▶ **Task details**: The entries must be restated exactly as written.

▶ **Data shown**:
++++++

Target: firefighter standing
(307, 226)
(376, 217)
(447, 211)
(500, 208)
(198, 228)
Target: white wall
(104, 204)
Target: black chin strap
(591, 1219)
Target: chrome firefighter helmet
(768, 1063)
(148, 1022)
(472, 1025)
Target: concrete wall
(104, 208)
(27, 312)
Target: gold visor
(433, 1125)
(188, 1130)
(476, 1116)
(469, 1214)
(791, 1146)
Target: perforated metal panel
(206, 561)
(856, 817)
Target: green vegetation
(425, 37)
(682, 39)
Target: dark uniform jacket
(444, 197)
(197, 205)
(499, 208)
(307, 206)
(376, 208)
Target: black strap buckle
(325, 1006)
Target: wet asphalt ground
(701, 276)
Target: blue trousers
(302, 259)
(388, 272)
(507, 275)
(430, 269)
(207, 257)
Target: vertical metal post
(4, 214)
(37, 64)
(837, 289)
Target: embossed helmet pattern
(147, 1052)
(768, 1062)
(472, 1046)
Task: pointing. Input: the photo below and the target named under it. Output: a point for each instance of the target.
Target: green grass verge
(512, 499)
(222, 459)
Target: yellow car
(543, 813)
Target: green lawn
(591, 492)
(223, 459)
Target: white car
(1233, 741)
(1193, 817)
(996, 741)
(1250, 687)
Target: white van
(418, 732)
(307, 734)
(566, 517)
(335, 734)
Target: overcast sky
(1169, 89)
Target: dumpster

++++++

▶ **Solution to this exercise**:
Target: firefighter standing
(307, 226)
(376, 217)
(447, 211)
(500, 208)
(198, 228)
Target: white wall
(104, 204)
Target: black chin strap
(591, 1219)
Target: chrome firefighter helmet
(768, 1063)
(148, 1022)
(472, 1025)
Target: concrete wall
(104, 208)
(27, 312)
Target: gold visor
(433, 1125)
(188, 1130)
(476, 1116)
(469, 1214)
(791, 1146)
Target: perforated metal panel
(206, 561)
(856, 817)
Target: green vegetation
(425, 37)
(682, 39)
Target: dark uniform jacket
(444, 197)
(197, 205)
(499, 208)
(307, 206)
(376, 208)
Target: black strap buckle
(325, 1006)
Target: wet asphalt ground
(701, 276)
Target: blue trousers
(302, 259)
(388, 272)
(507, 275)
(430, 269)
(207, 257)
Target: vertical metal post
(4, 214)
(37, 64)
(837, 289)
Target: embossed helmet pattern
(147, 1052)
(768, 1062)
(472, 1046)
Task: pointing. Input: the photo below and the target named under it. Output: a point for each instance of the target.
Target: green grass verge
(512, 499)
(222, 459)
Target: yellow car
(543, 813)
Target: green lawn
(591, 492)
(223, 459)
Target: white car
(1233, 741)
(1193, 817)
(996, 741)
(1250, 687)
Target: white van
(418, 732)
(307, 734)
(566, 517)
(335, 734)
Target: overcast sky
(1169, 89)
Target: dumpster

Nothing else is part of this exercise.